══ Material for this exercise

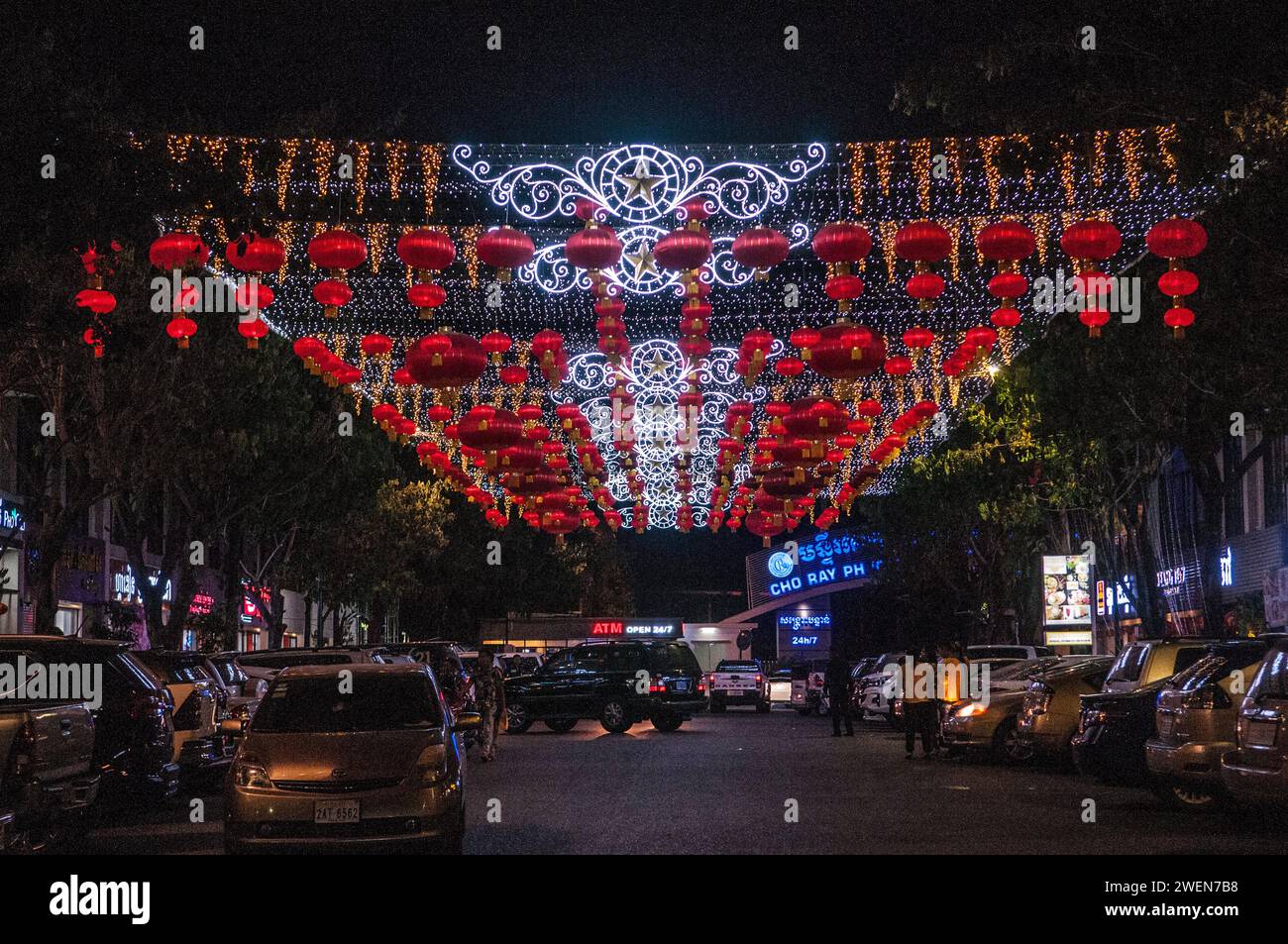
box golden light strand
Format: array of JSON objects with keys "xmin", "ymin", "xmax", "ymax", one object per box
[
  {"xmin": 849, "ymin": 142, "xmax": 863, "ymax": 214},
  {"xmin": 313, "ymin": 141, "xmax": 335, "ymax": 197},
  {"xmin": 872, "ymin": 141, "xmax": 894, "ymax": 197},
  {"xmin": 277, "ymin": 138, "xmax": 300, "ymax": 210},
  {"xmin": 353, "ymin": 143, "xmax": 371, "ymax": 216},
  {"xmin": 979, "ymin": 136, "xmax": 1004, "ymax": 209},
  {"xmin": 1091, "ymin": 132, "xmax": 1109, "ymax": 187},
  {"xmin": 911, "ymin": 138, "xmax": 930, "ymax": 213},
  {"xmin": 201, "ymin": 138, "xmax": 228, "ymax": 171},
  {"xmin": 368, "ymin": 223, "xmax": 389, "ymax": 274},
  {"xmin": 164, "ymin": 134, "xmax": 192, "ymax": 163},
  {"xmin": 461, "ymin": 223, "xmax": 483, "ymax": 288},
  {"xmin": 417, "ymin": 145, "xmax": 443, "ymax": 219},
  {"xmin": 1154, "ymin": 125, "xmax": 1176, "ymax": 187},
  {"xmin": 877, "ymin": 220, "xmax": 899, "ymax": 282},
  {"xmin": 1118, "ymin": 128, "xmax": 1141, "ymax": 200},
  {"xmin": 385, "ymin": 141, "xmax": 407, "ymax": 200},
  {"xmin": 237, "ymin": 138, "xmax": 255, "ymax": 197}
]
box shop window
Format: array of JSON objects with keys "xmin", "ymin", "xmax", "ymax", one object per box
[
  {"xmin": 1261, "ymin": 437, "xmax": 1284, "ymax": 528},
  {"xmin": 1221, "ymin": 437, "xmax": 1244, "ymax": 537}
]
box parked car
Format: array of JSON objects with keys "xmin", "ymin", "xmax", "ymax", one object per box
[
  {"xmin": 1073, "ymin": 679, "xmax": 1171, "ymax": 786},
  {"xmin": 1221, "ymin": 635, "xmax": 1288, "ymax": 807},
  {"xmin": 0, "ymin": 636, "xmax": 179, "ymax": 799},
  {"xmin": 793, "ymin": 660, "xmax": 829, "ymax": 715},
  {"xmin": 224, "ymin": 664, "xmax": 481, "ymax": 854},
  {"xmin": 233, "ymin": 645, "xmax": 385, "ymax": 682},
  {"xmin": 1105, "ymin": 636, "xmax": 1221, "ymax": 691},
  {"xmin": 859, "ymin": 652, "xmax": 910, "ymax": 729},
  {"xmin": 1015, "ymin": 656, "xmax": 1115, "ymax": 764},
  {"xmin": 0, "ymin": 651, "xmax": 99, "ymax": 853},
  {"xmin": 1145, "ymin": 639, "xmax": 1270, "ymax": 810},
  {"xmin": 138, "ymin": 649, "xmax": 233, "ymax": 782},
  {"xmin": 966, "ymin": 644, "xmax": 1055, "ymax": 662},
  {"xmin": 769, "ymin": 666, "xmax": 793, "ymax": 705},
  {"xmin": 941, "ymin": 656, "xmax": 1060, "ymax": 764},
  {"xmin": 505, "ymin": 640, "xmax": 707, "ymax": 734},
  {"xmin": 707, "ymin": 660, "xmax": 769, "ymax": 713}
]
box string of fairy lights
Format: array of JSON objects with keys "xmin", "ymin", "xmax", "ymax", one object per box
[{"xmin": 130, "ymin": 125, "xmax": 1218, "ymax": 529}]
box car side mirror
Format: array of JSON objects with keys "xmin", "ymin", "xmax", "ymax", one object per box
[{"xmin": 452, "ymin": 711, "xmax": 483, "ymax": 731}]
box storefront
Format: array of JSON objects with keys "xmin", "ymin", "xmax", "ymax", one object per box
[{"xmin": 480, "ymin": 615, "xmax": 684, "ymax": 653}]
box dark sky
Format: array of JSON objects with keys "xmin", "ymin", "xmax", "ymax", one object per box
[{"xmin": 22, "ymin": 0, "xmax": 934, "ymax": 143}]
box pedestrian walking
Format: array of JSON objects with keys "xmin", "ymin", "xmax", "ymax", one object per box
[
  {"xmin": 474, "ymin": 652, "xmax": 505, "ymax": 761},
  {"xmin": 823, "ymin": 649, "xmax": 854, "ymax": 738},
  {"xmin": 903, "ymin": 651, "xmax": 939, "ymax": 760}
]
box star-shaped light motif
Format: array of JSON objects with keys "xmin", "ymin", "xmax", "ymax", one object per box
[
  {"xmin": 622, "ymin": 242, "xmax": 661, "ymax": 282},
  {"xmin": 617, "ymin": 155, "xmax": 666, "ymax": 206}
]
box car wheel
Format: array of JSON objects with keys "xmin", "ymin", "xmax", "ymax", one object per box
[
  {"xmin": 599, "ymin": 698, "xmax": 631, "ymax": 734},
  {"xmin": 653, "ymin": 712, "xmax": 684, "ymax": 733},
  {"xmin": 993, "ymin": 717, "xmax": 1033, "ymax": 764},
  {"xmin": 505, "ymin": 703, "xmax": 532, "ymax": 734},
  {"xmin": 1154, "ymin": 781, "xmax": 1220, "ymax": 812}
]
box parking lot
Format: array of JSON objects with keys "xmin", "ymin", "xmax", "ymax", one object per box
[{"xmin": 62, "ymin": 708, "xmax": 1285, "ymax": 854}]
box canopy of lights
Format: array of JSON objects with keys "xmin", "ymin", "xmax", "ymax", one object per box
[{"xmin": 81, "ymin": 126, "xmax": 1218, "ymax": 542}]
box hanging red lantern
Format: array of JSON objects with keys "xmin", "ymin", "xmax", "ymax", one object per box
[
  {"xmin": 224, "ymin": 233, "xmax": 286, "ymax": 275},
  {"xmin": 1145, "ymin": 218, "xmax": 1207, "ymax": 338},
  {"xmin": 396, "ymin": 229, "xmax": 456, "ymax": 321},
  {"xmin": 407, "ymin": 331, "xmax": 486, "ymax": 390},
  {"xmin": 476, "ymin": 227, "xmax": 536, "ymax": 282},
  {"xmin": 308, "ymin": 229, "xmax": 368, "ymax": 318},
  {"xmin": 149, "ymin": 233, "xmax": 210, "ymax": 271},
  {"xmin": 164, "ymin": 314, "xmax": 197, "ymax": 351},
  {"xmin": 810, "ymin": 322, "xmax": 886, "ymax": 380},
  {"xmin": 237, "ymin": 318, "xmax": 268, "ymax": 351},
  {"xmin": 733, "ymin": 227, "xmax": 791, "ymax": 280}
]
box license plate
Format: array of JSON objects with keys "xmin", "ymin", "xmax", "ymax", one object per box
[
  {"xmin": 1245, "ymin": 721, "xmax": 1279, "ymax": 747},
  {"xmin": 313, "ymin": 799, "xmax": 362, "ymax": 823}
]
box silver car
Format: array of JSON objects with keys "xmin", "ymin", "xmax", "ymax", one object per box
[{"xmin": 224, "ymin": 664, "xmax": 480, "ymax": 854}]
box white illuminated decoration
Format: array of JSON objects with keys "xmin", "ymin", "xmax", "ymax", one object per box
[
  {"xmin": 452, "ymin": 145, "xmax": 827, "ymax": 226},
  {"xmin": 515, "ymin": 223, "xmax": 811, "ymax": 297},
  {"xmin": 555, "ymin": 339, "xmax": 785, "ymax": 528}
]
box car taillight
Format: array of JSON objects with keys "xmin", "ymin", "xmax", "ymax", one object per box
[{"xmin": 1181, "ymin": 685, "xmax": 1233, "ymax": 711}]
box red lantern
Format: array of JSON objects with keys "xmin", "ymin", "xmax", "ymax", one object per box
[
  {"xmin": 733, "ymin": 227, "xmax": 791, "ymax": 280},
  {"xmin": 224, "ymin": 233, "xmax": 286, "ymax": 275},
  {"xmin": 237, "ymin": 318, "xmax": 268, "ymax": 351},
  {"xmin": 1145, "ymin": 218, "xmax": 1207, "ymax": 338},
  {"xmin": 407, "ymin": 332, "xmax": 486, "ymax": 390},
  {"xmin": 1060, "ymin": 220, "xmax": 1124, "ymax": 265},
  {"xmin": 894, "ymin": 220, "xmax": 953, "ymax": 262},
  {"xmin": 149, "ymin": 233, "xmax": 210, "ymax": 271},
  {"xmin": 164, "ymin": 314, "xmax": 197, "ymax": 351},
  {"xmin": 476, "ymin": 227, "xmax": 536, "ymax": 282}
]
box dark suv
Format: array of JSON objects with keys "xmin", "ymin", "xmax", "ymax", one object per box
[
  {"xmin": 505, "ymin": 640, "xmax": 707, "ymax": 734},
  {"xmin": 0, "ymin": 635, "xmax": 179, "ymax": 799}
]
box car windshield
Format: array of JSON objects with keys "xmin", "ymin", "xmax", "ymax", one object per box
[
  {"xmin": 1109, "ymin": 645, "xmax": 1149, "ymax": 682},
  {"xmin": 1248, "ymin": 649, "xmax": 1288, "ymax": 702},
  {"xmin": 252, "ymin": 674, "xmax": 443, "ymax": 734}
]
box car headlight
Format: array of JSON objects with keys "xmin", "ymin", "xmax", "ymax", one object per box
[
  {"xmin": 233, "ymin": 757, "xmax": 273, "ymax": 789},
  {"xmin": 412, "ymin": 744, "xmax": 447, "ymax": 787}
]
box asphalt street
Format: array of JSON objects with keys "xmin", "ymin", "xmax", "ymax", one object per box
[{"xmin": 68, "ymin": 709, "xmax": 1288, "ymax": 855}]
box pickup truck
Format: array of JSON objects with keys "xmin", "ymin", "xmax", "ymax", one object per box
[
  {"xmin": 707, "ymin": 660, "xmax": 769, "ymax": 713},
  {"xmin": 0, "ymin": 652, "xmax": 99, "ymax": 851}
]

════

→ **Task description**:
Gather every line of the items above that contains the word "lantern", and copy each one in full.

→ **The response**:
box hanging red lantern
box red lantern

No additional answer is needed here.